Stored data entries:
[Start of Attachment]

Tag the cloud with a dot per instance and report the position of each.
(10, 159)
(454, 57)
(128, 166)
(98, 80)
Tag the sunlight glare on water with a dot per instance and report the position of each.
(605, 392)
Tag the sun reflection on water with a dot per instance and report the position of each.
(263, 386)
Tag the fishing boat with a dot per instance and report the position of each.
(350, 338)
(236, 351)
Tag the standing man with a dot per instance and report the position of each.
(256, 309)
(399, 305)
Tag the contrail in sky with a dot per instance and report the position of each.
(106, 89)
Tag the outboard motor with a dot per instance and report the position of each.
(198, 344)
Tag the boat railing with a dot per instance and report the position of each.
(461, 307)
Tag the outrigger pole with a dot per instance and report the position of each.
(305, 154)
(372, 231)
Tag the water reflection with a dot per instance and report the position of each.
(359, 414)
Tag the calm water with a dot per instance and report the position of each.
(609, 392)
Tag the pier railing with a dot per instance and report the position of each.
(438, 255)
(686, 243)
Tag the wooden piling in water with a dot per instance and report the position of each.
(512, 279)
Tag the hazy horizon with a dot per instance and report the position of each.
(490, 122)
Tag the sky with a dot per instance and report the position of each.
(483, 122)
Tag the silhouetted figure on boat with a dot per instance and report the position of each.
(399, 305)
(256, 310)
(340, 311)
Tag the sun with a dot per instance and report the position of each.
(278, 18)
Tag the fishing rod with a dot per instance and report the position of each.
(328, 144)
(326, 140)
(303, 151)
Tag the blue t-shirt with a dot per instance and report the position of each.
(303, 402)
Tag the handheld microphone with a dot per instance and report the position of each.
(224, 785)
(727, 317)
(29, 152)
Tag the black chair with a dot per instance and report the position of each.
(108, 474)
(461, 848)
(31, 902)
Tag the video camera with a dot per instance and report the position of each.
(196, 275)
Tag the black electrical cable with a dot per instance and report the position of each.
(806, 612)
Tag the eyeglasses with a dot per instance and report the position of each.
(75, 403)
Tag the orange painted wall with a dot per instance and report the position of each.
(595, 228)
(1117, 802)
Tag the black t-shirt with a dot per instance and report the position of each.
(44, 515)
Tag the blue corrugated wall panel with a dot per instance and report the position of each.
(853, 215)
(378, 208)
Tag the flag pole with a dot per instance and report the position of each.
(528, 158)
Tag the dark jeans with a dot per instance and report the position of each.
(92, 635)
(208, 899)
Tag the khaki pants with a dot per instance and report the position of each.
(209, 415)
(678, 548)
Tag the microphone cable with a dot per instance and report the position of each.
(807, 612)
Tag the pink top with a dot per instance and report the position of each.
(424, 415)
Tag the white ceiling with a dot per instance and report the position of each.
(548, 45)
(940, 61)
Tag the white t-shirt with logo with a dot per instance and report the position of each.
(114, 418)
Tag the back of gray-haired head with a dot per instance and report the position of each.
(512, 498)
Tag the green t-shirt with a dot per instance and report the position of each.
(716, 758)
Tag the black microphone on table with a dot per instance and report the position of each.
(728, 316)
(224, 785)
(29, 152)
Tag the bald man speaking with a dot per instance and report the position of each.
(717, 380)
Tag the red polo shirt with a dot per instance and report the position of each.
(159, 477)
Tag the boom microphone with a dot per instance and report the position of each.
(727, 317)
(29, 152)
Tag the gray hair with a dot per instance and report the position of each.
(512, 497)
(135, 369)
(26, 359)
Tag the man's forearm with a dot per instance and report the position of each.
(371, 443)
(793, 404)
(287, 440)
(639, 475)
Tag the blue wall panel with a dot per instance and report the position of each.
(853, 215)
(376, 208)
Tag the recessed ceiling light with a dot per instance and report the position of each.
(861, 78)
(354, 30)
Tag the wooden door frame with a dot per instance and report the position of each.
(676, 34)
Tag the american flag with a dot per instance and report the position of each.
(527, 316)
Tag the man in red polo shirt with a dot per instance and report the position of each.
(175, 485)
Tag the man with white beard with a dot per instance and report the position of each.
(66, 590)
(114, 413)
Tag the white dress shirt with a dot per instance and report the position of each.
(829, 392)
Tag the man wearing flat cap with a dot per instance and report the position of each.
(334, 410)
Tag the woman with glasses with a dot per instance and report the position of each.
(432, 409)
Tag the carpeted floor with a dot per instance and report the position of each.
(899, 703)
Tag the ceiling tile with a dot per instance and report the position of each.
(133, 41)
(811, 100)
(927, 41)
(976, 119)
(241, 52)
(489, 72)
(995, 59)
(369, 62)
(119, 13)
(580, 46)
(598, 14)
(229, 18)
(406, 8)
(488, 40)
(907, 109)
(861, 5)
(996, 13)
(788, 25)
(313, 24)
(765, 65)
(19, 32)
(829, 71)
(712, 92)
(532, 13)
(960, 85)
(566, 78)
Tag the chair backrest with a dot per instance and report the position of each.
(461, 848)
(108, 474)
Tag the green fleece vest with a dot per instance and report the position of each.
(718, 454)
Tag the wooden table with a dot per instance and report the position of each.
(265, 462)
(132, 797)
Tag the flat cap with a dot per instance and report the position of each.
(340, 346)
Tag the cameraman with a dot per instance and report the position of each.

[End of Attachment]
[Start of Attachment]

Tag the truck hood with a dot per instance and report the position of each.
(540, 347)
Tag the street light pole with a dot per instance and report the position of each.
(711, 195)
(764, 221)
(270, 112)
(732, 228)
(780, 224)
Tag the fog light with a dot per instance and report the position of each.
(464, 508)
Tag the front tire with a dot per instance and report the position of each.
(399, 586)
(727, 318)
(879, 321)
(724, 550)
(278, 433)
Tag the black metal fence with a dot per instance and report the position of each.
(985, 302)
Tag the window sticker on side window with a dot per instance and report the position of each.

[End of Attachment]
[Start of Attachment]

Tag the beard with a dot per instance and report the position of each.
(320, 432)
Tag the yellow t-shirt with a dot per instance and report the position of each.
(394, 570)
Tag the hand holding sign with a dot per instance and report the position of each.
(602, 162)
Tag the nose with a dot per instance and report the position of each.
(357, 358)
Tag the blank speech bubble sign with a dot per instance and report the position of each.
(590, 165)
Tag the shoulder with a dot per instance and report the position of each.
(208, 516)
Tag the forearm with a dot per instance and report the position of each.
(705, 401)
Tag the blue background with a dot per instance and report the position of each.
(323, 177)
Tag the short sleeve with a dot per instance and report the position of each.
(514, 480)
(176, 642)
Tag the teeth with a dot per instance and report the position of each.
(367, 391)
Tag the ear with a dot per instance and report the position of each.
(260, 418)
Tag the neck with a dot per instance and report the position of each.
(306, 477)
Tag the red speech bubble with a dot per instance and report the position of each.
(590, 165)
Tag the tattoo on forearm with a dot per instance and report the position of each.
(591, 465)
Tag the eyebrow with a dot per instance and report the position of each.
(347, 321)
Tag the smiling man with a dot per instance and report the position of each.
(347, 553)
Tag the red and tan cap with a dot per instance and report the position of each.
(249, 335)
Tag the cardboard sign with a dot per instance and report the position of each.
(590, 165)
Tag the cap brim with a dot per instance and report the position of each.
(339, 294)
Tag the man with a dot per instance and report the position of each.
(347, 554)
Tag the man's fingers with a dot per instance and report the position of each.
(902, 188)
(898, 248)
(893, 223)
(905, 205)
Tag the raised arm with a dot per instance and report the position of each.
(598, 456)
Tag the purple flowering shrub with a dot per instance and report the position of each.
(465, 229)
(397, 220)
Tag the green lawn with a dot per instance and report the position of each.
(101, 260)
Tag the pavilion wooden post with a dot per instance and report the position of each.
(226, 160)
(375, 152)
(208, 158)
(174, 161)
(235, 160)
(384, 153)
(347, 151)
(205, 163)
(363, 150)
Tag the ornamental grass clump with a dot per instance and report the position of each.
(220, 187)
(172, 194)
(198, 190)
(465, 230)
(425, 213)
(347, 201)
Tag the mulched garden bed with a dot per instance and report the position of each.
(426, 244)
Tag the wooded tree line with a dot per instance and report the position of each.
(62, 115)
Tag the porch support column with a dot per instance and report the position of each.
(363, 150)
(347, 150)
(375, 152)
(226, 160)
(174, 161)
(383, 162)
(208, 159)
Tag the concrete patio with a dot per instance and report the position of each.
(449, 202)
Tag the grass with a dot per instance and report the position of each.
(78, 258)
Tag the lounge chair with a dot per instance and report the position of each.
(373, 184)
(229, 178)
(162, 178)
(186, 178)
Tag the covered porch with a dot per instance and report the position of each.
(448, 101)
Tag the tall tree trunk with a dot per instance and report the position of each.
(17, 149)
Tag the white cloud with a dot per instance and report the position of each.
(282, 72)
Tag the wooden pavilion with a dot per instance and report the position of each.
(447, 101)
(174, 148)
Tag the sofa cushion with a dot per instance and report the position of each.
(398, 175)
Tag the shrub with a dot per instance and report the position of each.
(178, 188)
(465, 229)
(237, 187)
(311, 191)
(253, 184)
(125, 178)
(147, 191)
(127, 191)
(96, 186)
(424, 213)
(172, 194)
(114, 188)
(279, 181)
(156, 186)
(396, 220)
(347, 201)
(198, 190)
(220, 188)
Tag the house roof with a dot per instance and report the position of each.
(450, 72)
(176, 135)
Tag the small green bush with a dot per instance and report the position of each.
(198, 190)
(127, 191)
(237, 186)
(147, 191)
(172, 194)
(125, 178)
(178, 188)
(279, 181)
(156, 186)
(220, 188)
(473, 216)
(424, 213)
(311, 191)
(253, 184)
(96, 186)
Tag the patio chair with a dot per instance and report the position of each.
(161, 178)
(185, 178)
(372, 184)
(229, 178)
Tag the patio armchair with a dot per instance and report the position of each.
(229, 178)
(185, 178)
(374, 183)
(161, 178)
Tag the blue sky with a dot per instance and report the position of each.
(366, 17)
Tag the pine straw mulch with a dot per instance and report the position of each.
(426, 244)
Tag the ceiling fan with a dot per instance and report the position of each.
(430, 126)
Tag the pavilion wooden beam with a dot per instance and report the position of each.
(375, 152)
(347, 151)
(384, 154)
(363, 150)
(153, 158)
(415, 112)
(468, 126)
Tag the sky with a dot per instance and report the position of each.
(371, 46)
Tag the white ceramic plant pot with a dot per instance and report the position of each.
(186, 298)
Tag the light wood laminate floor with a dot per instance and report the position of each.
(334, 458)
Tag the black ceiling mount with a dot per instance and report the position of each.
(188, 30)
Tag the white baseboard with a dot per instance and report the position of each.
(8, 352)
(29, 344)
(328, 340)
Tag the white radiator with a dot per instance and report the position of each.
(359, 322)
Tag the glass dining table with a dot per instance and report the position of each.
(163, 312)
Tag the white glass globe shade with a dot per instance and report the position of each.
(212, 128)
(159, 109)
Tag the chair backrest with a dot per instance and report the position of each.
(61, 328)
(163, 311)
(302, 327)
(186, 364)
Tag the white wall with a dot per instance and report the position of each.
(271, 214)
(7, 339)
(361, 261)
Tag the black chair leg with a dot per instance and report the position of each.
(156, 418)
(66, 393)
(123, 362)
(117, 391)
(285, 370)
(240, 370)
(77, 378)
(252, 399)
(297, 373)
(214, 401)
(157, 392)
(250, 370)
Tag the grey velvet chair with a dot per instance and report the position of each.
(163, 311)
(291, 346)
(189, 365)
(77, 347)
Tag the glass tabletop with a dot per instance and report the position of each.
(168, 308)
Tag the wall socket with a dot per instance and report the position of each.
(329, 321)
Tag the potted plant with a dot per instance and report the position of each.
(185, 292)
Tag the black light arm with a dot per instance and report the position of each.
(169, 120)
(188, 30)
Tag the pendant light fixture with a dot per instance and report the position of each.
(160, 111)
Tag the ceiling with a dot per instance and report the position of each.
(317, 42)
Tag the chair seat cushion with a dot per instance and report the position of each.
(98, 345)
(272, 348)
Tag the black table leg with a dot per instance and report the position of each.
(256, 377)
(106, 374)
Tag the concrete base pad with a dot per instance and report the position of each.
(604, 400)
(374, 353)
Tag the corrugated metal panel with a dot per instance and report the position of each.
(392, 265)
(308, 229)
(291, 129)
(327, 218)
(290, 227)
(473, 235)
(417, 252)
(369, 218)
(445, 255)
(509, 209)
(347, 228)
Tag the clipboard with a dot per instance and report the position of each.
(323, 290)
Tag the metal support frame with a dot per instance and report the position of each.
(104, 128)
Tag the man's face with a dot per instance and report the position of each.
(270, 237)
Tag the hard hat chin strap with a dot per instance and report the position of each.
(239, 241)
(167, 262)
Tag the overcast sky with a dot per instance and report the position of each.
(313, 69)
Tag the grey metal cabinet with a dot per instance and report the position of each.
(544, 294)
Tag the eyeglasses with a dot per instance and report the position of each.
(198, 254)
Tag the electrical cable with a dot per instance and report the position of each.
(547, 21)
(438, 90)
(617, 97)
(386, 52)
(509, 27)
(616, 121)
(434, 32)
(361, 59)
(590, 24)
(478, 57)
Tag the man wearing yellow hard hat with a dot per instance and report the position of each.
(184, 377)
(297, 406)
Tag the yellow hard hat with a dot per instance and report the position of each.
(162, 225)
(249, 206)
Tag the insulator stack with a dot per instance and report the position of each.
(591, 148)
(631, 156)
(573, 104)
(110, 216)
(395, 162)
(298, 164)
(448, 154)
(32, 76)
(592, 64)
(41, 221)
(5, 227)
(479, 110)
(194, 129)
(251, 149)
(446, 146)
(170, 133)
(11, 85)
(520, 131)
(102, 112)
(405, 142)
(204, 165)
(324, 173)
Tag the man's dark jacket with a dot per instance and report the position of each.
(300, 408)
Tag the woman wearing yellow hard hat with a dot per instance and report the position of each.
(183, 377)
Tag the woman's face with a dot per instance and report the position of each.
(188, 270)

[End of Attachment]

> **YOUR INSTRUCTIONS**: All lines above from the one with "Tag the green fleece" to the one with "Tag the cameraman", inclusive, should be copied exactly, and no other lines.

> **EXPECTED ANSWER**:
Tag the green fleece vest with a dot per instance and report the position of each.
(718, 454)
Tag the wooden table with a dot per instance and report the position of each.
(265, 462)
(132, 797)
Tag the flat cap with a dot per instance and report the position of each.
(340, 346)
Tag the cameraman with a dot per instance and report the position of each.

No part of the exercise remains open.